The exercise:
Copy without any change everything from the line containing "Detection task: search for any water" down to the line containing "223, 237, 237, 264", both of those lines included.

* start Input material *

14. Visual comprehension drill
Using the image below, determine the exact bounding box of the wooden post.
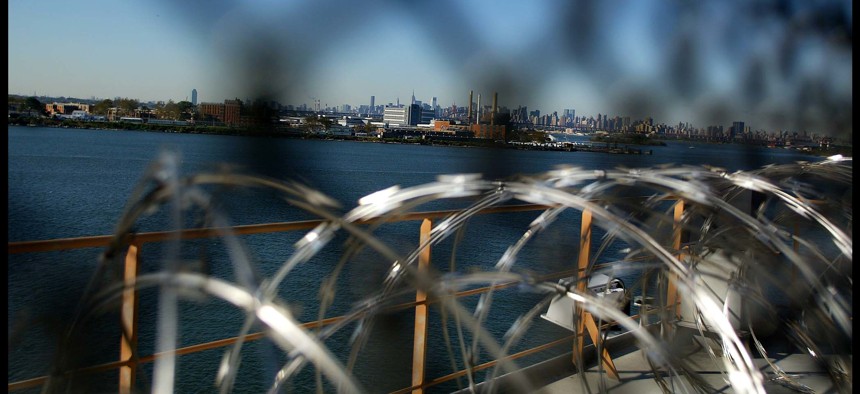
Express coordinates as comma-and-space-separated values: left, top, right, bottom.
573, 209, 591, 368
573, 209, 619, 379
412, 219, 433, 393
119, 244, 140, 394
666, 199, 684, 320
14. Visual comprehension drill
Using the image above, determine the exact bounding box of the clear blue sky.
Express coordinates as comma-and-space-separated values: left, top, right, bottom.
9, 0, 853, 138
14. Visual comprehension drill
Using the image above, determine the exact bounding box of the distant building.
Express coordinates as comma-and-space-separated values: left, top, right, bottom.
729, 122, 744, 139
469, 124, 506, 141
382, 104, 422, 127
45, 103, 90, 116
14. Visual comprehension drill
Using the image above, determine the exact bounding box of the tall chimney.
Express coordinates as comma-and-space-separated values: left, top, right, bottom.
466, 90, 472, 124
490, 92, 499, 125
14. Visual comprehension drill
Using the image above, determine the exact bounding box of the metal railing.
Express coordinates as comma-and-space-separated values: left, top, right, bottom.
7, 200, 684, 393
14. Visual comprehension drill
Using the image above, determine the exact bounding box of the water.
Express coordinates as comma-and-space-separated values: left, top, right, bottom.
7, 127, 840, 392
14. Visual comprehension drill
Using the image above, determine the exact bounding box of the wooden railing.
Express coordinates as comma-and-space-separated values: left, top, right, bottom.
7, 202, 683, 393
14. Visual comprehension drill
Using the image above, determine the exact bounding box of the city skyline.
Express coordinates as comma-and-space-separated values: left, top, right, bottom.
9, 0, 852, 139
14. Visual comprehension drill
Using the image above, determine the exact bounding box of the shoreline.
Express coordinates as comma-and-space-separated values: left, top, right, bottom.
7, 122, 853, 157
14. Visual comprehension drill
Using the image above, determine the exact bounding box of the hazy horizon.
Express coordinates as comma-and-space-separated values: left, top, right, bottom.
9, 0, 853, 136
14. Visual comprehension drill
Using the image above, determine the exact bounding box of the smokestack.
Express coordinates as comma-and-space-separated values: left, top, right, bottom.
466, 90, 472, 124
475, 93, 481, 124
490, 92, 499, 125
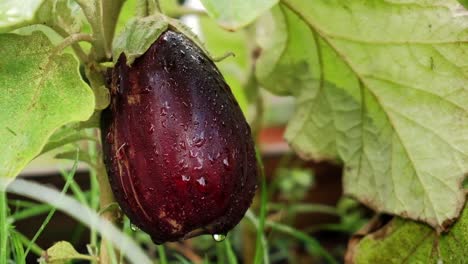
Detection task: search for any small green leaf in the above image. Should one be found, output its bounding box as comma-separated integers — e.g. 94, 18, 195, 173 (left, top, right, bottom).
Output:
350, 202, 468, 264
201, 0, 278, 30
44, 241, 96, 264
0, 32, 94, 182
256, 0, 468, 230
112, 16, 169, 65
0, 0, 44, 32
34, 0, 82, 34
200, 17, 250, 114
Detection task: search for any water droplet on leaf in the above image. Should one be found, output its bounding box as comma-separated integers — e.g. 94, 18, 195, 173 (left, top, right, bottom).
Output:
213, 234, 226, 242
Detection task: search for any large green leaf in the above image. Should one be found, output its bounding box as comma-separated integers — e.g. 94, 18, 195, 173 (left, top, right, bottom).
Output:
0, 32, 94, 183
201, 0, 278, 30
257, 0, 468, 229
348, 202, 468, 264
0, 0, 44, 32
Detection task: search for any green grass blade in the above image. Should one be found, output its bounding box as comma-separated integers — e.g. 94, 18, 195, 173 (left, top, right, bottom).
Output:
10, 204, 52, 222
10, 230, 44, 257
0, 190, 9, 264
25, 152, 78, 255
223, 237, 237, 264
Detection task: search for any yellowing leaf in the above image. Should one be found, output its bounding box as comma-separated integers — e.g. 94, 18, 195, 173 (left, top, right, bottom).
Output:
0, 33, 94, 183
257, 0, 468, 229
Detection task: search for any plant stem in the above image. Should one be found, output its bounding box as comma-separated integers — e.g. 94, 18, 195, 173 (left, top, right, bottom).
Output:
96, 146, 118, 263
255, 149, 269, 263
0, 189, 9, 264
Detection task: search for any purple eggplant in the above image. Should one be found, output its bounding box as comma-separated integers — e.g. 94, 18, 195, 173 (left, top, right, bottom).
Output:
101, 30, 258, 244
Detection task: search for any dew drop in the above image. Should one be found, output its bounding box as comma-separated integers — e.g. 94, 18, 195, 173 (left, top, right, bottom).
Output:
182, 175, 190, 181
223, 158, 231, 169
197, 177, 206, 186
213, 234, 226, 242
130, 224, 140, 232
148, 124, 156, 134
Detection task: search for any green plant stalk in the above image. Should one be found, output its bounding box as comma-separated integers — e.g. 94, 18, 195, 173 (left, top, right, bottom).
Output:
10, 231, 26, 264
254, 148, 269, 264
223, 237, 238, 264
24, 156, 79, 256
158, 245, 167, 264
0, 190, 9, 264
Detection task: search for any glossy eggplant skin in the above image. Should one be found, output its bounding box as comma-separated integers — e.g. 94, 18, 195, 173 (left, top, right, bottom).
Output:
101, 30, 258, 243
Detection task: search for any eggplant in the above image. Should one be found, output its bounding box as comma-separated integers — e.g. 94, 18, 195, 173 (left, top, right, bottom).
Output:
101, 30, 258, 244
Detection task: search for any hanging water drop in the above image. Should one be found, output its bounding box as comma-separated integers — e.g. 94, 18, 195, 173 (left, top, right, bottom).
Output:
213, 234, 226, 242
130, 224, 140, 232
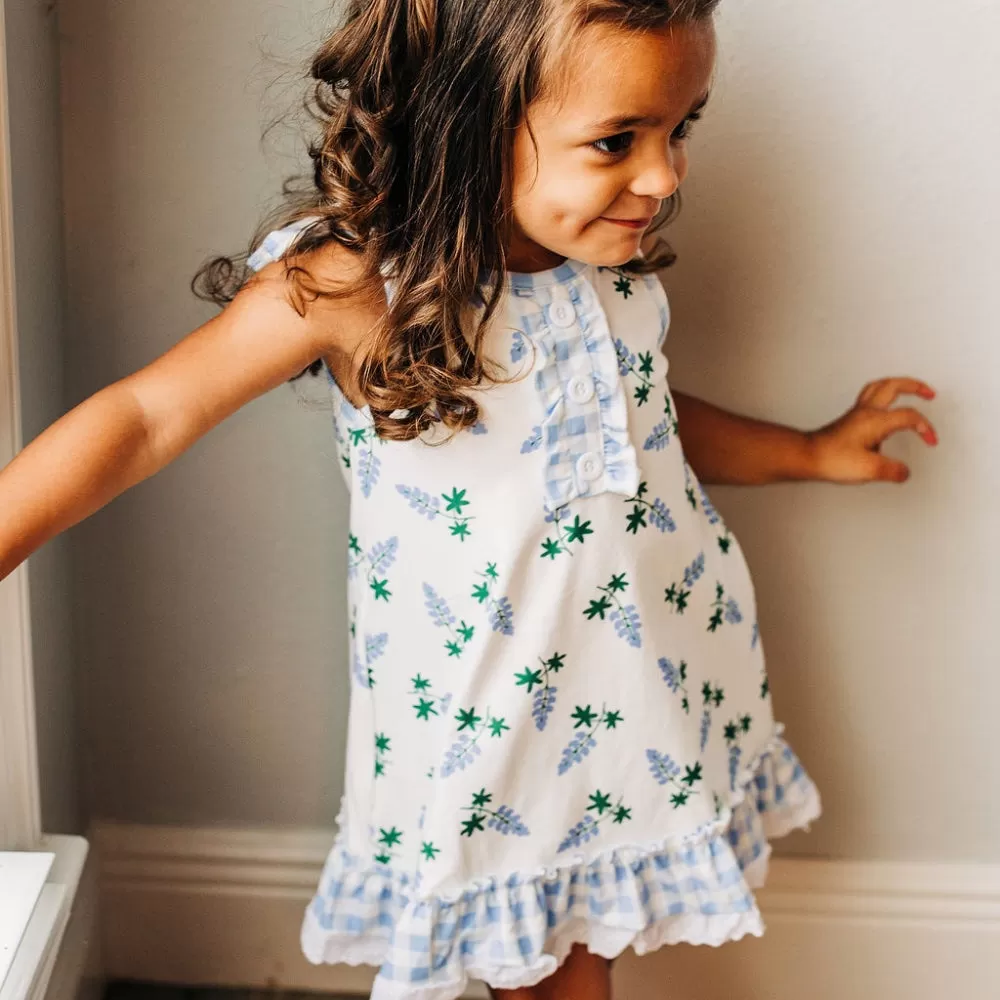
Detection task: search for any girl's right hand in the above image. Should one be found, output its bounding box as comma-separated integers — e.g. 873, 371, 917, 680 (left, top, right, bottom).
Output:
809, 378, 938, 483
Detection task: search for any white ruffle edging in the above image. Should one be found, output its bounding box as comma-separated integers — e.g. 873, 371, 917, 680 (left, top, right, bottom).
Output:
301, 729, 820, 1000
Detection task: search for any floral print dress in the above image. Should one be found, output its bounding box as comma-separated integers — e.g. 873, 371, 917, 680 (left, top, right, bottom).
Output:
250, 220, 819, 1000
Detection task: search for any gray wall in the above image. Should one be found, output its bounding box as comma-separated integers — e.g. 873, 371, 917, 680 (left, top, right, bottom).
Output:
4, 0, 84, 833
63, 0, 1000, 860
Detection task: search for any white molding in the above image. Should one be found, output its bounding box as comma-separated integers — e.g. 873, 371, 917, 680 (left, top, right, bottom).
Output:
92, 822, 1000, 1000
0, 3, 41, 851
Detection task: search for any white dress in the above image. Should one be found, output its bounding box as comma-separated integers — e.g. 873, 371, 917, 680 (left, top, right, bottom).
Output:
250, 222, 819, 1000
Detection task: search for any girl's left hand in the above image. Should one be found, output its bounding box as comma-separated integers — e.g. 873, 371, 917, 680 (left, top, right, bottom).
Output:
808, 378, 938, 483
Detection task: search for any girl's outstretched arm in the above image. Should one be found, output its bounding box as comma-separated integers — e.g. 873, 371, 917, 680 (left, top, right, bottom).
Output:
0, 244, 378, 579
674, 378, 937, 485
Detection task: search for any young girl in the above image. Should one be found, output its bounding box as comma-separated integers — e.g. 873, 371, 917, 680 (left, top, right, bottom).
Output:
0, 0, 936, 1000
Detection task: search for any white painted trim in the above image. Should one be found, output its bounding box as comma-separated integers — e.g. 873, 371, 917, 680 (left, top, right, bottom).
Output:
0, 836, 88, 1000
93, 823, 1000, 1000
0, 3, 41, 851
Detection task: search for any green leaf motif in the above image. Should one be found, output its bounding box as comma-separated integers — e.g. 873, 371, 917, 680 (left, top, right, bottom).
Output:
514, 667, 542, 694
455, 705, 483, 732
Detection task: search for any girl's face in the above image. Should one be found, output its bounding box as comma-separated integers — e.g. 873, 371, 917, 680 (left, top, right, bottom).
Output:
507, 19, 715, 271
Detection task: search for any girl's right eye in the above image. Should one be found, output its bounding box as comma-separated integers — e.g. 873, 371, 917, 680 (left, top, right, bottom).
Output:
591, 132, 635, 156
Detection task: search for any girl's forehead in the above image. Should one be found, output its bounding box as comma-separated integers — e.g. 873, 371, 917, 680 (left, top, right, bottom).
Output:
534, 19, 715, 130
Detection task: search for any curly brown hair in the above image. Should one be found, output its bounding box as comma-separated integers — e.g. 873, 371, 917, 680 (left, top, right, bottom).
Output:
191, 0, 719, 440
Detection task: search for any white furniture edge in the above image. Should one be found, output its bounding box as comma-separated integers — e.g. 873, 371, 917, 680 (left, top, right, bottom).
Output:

* end Input material *

Task solution:
Detection task: search for any water droplet on leaf in the above image. Should one be found, output its bounding box as comma-separated integers — e.g. 94, 18, 195, 173 (left, top, right, bottom).
Output:
213, 234, 226, 242
Detection task: search for any large green leaf in the above image. Should one be found, output its bounding box as comma-separated integers — e.g. 94, 18, 195, 173 (left, top, right, bottom).
Output:
0, 32, 94, 183
201, 0, 278, 30
257, 0, 468, 229
348, 202, 468, 264
0, 0, 44, 32
Detection task: search for any green grass blade in the above image. Should one be found, output its bounding box as comma-separated integers — e.g. 94, 18, 195, 173 (left, top, right, bottom).
Output:
10, 204, 52, 222
10, 230, 44, 257
0, 190, 9, 264
25, 152, 78, 255
223, 237, 237, 264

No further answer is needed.